• **EXERCISE DATA**
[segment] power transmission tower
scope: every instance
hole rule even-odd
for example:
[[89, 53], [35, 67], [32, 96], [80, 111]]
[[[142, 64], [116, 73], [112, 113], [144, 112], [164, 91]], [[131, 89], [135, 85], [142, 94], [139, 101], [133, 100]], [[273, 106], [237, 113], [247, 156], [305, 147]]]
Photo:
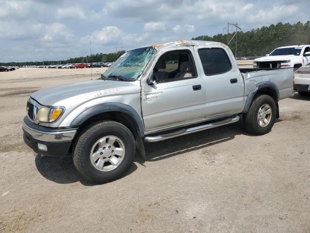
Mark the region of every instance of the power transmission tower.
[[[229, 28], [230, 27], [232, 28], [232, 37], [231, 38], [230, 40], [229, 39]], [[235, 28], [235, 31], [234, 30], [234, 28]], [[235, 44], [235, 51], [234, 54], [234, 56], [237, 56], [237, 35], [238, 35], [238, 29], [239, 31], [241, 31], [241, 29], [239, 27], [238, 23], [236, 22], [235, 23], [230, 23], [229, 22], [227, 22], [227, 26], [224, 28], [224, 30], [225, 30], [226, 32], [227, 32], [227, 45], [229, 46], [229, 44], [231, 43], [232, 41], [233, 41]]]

--

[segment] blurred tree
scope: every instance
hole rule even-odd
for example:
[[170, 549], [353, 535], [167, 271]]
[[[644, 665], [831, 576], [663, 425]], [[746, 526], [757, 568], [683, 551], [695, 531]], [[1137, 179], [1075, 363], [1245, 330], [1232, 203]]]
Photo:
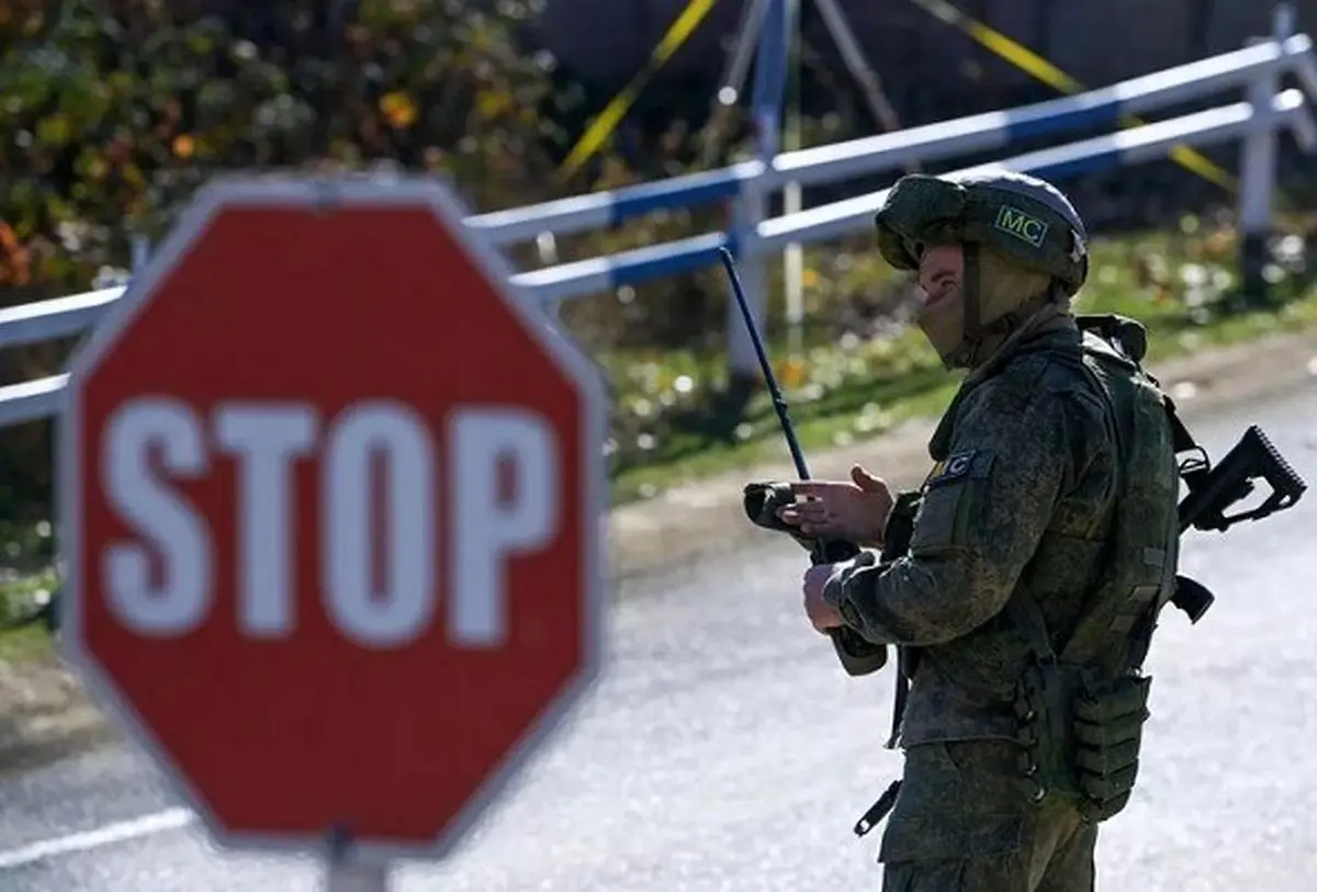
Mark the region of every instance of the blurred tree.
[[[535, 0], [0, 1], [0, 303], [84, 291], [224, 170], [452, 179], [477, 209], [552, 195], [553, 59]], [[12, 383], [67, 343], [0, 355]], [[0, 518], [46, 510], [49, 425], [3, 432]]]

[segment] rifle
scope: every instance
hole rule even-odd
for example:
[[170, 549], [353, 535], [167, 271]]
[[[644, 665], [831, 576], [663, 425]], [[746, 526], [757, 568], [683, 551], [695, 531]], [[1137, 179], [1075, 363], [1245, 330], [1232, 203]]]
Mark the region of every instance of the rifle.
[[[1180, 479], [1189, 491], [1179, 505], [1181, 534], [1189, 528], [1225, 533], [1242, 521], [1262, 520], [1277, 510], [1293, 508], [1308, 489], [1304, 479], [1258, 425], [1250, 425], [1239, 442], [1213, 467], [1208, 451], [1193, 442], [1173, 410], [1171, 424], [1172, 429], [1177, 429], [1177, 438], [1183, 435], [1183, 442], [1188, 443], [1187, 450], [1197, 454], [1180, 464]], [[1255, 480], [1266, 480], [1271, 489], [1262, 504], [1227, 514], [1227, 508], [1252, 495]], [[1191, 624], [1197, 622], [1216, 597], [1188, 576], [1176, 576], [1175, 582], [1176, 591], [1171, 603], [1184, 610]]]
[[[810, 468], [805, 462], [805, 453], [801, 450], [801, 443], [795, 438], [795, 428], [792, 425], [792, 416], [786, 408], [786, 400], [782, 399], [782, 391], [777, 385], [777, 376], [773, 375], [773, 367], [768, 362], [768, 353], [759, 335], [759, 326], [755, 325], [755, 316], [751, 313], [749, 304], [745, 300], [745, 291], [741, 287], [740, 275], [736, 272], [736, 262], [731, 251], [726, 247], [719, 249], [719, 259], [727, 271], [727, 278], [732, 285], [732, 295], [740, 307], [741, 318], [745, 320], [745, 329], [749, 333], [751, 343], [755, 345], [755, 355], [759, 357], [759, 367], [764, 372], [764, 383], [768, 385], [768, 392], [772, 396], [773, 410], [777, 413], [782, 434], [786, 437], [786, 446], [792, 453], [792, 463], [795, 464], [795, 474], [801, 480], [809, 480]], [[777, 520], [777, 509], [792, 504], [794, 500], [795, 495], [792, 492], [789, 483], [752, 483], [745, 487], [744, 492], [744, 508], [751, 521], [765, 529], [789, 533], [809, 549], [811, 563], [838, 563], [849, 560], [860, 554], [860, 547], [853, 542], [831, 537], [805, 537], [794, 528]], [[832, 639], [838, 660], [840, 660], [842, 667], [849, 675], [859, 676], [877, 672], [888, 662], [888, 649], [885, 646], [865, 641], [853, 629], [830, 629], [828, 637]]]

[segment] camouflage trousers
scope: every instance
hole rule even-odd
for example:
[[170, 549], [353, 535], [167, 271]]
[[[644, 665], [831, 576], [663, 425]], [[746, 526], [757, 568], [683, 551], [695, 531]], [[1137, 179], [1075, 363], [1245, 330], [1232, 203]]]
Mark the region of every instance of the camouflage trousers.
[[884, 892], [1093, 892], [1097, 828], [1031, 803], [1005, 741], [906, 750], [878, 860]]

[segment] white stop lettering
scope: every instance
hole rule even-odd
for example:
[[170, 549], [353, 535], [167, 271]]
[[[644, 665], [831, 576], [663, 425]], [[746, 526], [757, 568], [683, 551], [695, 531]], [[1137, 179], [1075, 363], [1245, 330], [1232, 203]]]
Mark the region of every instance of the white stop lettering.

• **WHAT IS BEING ASKED**
Render the records from the line with "[segment] power transmission tower" through the line with "41], [233, 41]]]", both included, as a Markdown table with columns named Row and Text, one numbered row per line and no blank lines. Leave the pictures out.

• **EXERCISE RESULT**
| Row | Text |
|---|---|
| 1 | [segment] power transmission tower |
| 2 | scope: every instance |
| 3 | hole rule even-odd |
| 4 | for example: |
| 5 | [[89, 53], [35, 67], [32, 96], [80, 111]] |
| 6 | [[[142, 64], [116, 73], [112, 113], [144, 112], [164, 91]], [[131, 89], [135, 85], [142, 94], [139, 101], [133, 100]], [[273, 106], [237, 113], [247, 156], [305, 147]]] |
| 7 | Photo: |
| 8 | Mark the region of every instance of the power transmission tower. |
| 9 | [[[229, 28], [230, 27], [232, 28], [232, 37], [231, 38], [230, 40], [229, 39]], [[235, 28], [235, 31], [234, 30], [234, 28]], [[235, 44], [235, 51], [234, 54], [234, 56], [237, 56], [237, 35], [238, 35], [238, 29], [239, 31], [241, 31], [241, 29], [239, 27], [238, 23], [236, 22], [235, 23], [230, 23], [229, 22], [227, 22], [227, 26], [224, 28], [224, 30], [225, 30], [226, 32], [227, 32], [227, 45], [229, 46], [229, 44], [231, 43], [232, 41], [233, 41]]] |